**課題文:**
——————————

腹筋を効果的に鍛えるには、正しいトレーニングとバランスのとれた食事管理が必要不可欠。腹筋は「腹直筋」「腹斜筋」「腹横筋」の3つの部位で構成され、それぞれの役割と鍛え方を理解することで、効率的に理想の腹筋へ近づける。
この記事では、腹筋を割るための部位別トレーニングから、筋トレ初心者の女性におすすめのトレーニング、自宅で簡単にできる腹筋メニューなどを紹介。日々の習慣に取り入れることで、美しい腹筋を手に入れ、自信あふれる毎日を過ごそう。
この記事の監修者
関根 綾さん
パーソナルジムDecision 代表トレーナー
「腹筋」の部位とその役割
基本的に腹筋は、「腹直筋」「腹斜筋」「腹横筋」の3つの部位に分かれる。それぞれの部位の役割や鍛え方を理解することで、効率よく理想の腹筋を手に入れることができる。
- 腹直筋
- 腹斜筋(外腹斜筋・内腹斜筋)
- 腹横筋
腹直筋
「腹直筋(ふくちょくきん)」は、いわゆる「シックスパック」を形成する筋肉。
胸骨下端から恥骨結合までを縦に走行し、左右に一対ずつ存在する。腱画と呼ばれる腱組織によって、いくつかの筋腹に分けられているのが特徴。
腹直筋は、体幹の屈曲運動に大きく関係していて、上体を起こす動作や、ひざを胸に近づける動作などに働く。また、腹圧を高めることで、腹腔内の内臓を保護する役割も担っている。
腹斜筋(外腹斜筋・内腹斜筋)
「腹斜筋」は、外腹斜筋と内腹斜筋の2種類に分けられる。
腹部のもっとも外側に位置し、肋骨下端から腸骨稜(ちょうこつりょう)にかけて斜めに走行するのが外腹斜筋。一方、外腹斜筋の内側に位置し、腸骨稜から肋骨下端にかけて斜めに走行するのが内腹斜筋。
これらの筋肉は、体幹の回旋運動や側屈運動に関係していて、上体をひねる動作や、側面に曲げる動作などに働く。また、腹直筋と一緒に、腹圧を高める役割も担っている。
腹横筋
腹横筋は、腹部のもっとも深層に位置する筋肉で、肋骨下端から腸骨稜にかけて、横方向に走行している。
腹横筋のおもな役割は、腹圧を高めることで、腹腔内の内臓を圧迫し、体幹を安定させることにある。また、呼吸にも関与しており、息を吐くときには腹横筋が収縮する。
腹筋を割るための筋トレメニュー4選【腹直筋編】
腹直筋は「シックスパック」を形成するのに重要な部位で、鍛えることで「体幹の安定」「きれいな姿勢を保つ効果」が期待できる。腹直筋を鍛えるのにおすすめのメニューは以下の4つ。
- クランチ
- シットアップ
- レッグレイズ
- アブドミナルクランチ
クランチ
- 仰向けに寝て、ひざを立て、足を肩幅に開く
- 手を頭の後ろに置き、ひじを開く
- 肩甲骨を床から離すように上体を持ち上げ、数秒間キープしてから戻す
腰を床から離さないように注意し、腹筋に力を入れて上体を持ち上げること。呼吸を止めずに、ゆっくりとおこなうことが大切。上体を持ち上げる際は、あごを引いて、頭と首に負担をかけないように注意する。

——————————

**提供情報:**
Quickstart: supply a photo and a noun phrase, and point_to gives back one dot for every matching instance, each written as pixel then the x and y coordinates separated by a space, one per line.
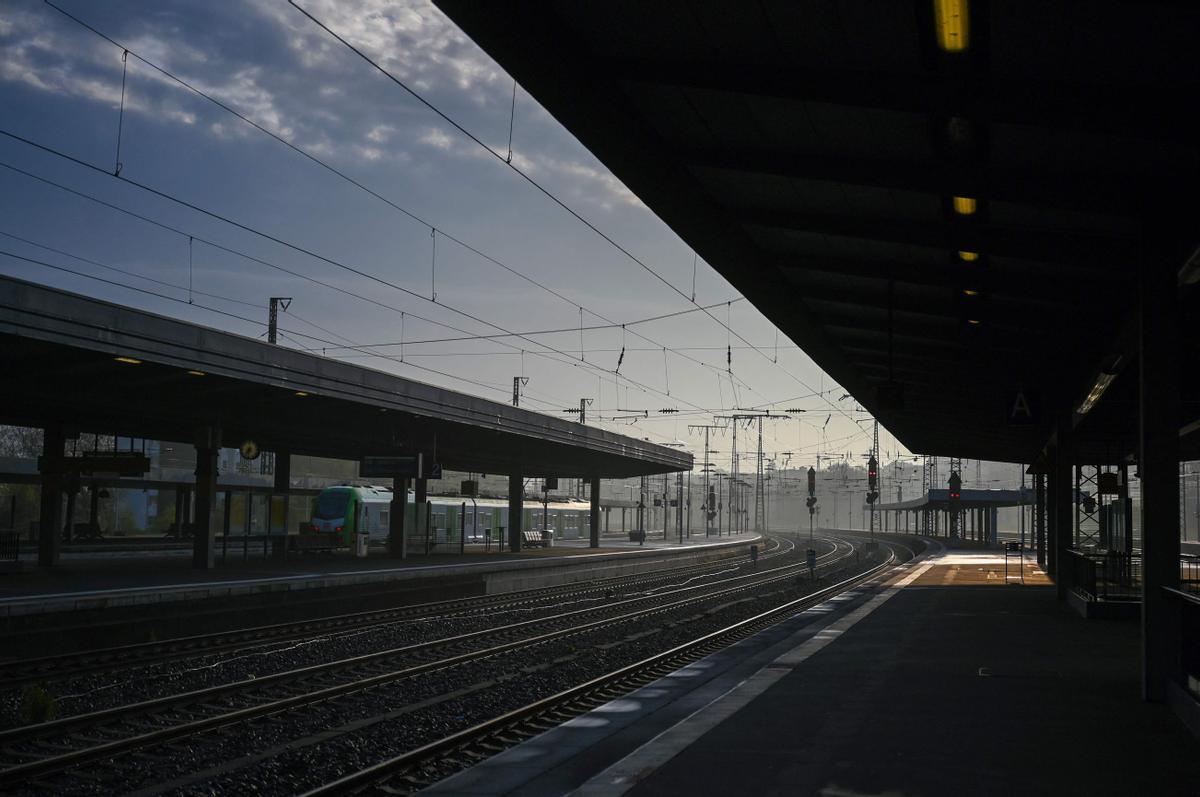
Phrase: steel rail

——————————

腹筋に関する課題文をもとに、次の問いに答えてください。
1. 腹直筋は、どこからどこまでを縦に走行しているか。
2. 息を吐くときに収縮するのは、どの筋肉か。
3. クランチで上体を持ち上げる際、頭と首に負担をかけないために何をするか。

**記述解答:**
1. 胸骨下端から恥骨結合まで。
2. 腹横筋。
3. あごを引く。